• **Task goal**
Can you carry on the passage about García Márquez's novels from the point where it stops?

• **Reading text**
'''

Soon after the publication of One Hundred Years of Solitude, García Márquez moved to Barcelona to write El otoño del patriarca (1975; The Autumn of the Patriarch, 1976). This portrait of a prototypical Latin American dictator represents a daring experiment in the use of poetic language and literary technique, which explains in part why it is often considered the author's most significant achievement to date. The novel also is an example of the author's deep-seated interest in denouncing political and social injustice not only in Colombia but in all of Latin America. The protagonist embodies all the evils of despotism, but equally important is the solitude imposed on him by the absolute power he wields. Like its predecessor, The Autumn of the Patriarch is sprinkled with humor and fantasy, but its rambling style and shifting points of view make it far more demanding of the reader.

Continuing with Garcia Marquez's desire to analyze the roots of social injustice in Latin America, his next novel presents a study of irrational violence and unjust murder. Crónica de una muerte anunciada (1981; Chronicle of a Death Foretold, 1982) records the testimony of witnesses to the murder of Santiago Nasar, a youth accused of seducing Ángela Vicario prior to her marriage. When, on her wedding night, Ángela's husband discovers that she is not a virgin, he returns her to her parents. The following morning, her twin brothers kill Nasar on the doorstep of his home. A riveting mélange of journalism and detective story, the novel implicitly condemns not only the Catholic Church but also the primitive code of honor endorsed by the town citizens.

'''

Data entries:

'''

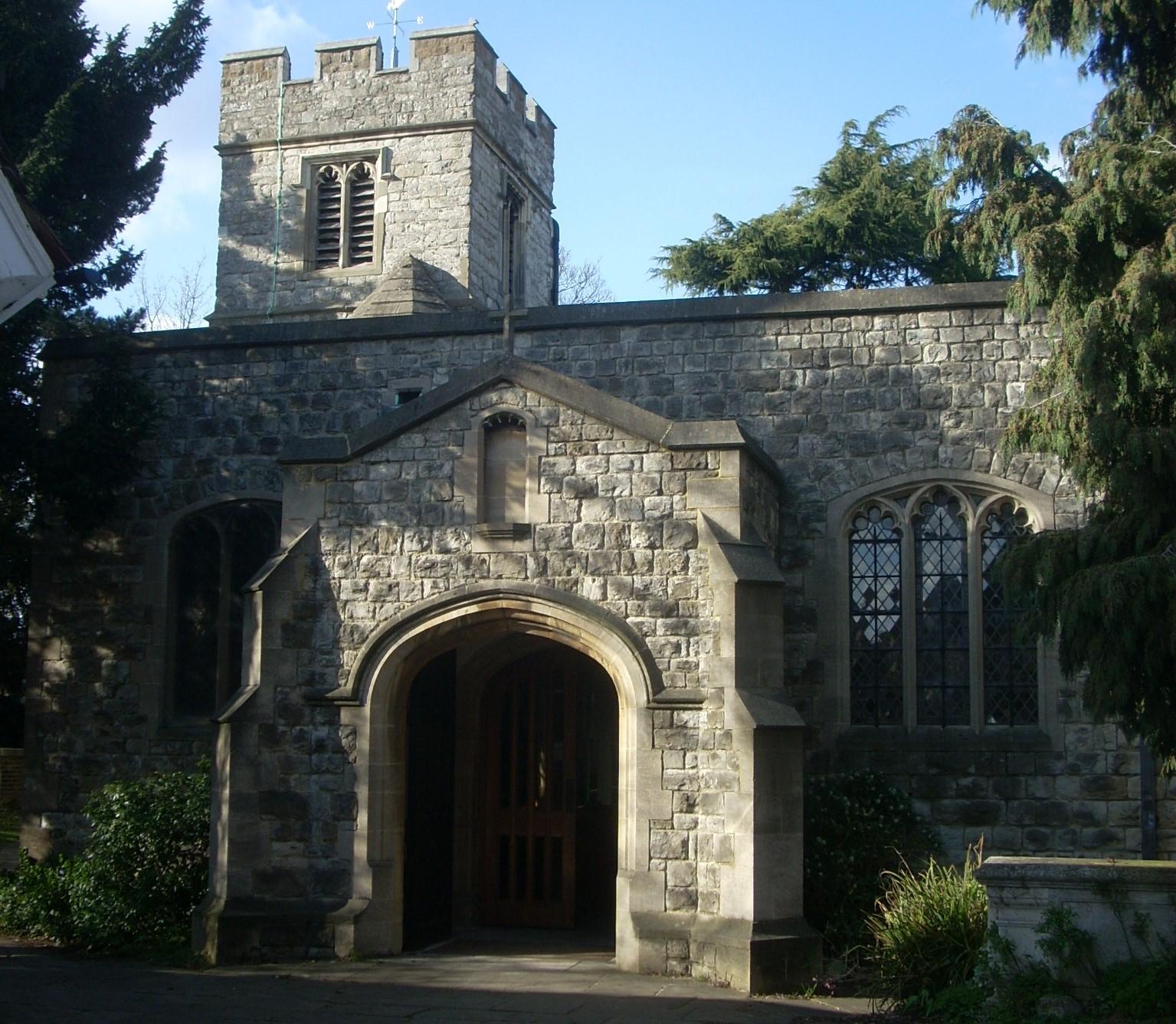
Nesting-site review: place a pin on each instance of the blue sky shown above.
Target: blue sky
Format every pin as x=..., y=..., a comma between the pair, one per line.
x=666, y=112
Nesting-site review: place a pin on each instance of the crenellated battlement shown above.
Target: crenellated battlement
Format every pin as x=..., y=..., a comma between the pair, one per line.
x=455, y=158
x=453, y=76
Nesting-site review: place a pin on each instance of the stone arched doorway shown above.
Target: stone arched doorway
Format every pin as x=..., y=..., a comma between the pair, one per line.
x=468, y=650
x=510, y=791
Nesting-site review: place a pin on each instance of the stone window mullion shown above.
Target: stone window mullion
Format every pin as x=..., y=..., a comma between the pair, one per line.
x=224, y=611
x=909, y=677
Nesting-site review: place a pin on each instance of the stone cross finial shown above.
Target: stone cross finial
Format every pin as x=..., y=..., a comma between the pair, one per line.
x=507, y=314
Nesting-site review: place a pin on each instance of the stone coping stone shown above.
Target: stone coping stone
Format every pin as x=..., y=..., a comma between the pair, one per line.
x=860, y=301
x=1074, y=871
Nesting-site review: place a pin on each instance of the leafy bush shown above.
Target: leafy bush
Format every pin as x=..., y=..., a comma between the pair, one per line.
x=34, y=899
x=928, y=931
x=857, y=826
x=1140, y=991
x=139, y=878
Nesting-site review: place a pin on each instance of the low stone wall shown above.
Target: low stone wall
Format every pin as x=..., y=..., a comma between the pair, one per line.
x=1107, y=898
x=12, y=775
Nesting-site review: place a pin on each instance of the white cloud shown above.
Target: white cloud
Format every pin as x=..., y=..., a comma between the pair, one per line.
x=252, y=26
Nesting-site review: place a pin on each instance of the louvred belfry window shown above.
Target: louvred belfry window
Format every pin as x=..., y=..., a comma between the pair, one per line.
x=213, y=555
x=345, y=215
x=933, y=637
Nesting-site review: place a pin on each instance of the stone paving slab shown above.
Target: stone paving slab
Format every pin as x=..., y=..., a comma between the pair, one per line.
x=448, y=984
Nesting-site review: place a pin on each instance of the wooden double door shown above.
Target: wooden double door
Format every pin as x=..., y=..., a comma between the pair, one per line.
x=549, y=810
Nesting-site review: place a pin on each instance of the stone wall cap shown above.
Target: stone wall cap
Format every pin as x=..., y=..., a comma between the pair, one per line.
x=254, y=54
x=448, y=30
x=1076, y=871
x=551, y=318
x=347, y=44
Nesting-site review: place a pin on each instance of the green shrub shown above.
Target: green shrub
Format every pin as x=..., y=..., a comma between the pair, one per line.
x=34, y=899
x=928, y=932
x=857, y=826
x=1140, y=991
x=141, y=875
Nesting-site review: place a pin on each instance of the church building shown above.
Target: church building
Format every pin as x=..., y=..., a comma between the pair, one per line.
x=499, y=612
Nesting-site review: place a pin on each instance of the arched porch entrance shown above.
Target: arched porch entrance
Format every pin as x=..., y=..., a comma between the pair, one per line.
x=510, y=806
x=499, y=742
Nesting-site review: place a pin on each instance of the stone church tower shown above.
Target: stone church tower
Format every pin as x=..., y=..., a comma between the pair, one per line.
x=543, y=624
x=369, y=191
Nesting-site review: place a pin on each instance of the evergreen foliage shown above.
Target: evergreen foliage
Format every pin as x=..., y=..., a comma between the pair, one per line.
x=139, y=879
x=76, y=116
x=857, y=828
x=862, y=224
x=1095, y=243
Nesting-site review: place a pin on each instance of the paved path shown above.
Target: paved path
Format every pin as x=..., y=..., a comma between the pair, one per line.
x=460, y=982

'''
'''

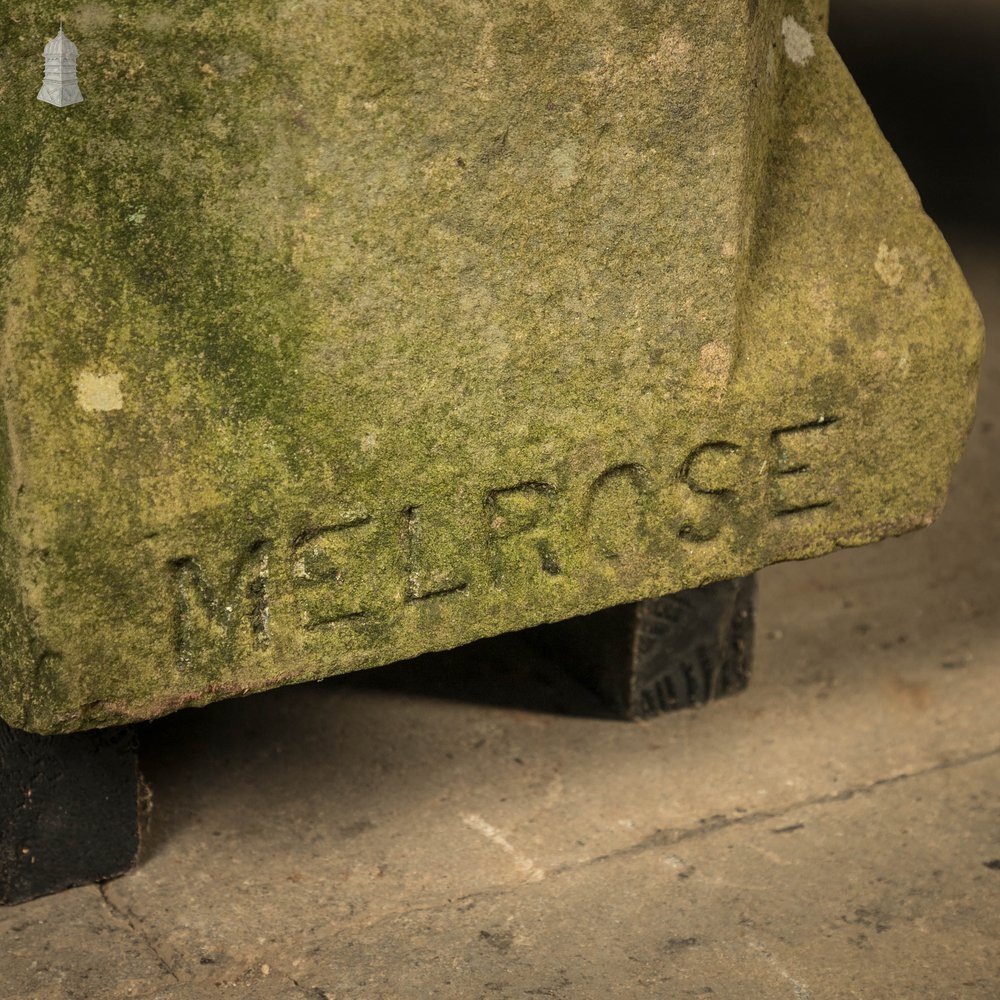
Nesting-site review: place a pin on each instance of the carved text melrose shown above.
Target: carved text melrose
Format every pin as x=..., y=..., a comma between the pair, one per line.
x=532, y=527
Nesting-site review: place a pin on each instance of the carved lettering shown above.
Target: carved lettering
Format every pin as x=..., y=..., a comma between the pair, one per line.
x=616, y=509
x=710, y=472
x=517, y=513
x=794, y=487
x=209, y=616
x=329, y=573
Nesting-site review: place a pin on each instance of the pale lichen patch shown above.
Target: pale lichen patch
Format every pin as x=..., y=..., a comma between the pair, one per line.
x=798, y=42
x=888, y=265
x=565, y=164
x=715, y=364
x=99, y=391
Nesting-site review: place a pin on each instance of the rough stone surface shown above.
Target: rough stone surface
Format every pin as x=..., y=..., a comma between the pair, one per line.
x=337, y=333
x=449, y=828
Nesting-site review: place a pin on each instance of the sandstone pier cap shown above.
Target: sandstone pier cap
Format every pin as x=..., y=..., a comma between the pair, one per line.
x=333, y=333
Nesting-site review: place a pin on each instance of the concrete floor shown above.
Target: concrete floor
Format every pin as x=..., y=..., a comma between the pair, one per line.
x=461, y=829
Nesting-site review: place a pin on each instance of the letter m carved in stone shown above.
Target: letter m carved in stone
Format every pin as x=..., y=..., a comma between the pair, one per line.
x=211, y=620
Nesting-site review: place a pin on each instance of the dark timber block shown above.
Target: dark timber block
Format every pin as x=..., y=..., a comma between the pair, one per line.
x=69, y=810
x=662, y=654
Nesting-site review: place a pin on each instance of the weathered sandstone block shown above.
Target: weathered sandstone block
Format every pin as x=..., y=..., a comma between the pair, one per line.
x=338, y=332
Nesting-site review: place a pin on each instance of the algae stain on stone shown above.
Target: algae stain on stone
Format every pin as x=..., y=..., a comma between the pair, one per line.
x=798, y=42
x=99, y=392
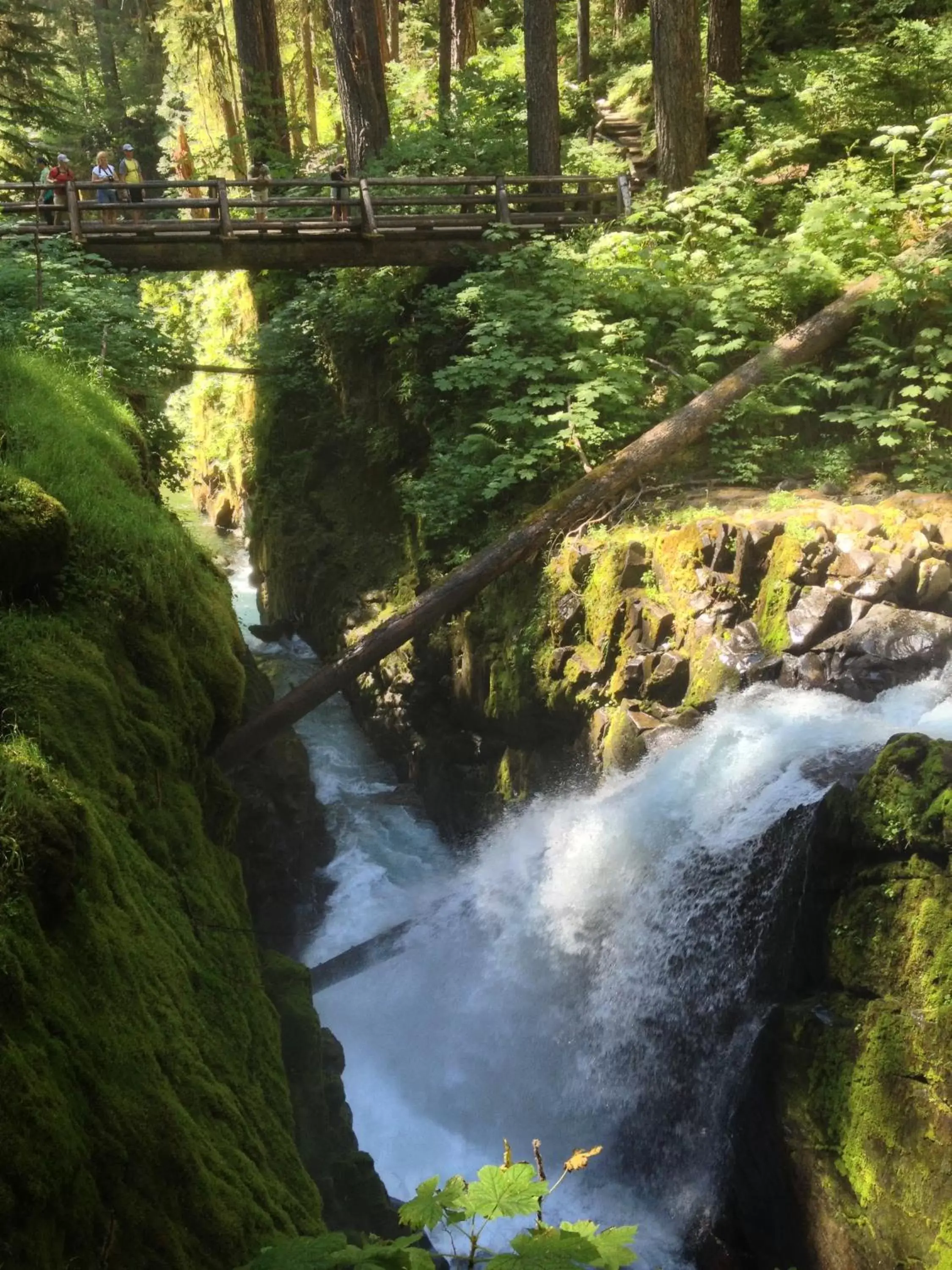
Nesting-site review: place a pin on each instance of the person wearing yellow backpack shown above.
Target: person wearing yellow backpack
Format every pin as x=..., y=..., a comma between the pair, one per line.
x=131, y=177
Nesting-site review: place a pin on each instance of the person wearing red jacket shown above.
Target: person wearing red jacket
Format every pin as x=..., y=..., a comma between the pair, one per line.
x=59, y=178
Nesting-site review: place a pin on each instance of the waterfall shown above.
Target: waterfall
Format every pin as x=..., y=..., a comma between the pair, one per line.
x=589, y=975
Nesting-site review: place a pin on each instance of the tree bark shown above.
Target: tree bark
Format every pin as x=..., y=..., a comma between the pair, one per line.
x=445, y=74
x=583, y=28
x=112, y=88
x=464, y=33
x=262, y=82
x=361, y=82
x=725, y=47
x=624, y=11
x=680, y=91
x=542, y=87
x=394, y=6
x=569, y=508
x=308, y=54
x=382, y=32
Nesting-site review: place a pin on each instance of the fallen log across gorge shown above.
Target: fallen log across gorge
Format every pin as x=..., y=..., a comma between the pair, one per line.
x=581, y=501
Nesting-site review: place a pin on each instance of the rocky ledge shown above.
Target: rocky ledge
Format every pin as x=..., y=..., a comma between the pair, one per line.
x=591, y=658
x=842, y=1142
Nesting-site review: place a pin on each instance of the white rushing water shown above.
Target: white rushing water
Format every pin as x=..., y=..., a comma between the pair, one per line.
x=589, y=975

'''

• **Exercise result**
Two of García Márquez's subsequent novels rely on historical and geographical documentation to enrich setting and plot. El amor en los tiempos del cólera (1985; Love in the Time of Cholera, 1988) describes Cartagena between 1870 and 1930, a time when the decaying historic city was plagued by a series of epidemics. The action focuses on the aging process of the protagonists, two of whom, Fermina Daza and Florentino Ariza, are patterned after the author's parents. Reviewers have described this novel as one of the best love stories ever written. The protagonist of El general en su laberinto (1989; The General in His Labyrinth, 1990) is Simón Bolívar, the liberator of much of South America. In May 1830, mortally ill and disillusioned by his fruitless efforts to unite the continent under a single leader, Bolívar traveled down the Magdalena River from Santa Fe de Bogotá to the Atlantic coast, hoping to spend his remaining years in Europe. He died shortly after arriving in the port city of Santa Marta. Although the foreground action is a lineal account of Bolívar's arduous journey to his grave, numerous flashbacks evoke remnants of his life, molding an intricate labyrinth of memories, dreams, and hallucinations.

In 1992 Garcia Marquez published Doce cuentos peregrinos (Strange Pilgrims, 1993) and in 1994 Del amor y otros demonios (Of Love and Other Demons, 1995). The former is a collection of short stories about Latin Americans living in Europe; the latter, a novel, is set in a Colombian coastal city during the eighteenth century. Based on a legend, it narrates the strange tale of a young girl, Sierva María de Todos los Ángeles, who is bitten by a rabid dog, falls in love with a priest, and ultimately dies in a convent during the exorcism mandated by the Inquisition. This final episode, in addition to the vivid descriptions of decadence and poverty, dramatizes the negative impact of Spanish colonialism.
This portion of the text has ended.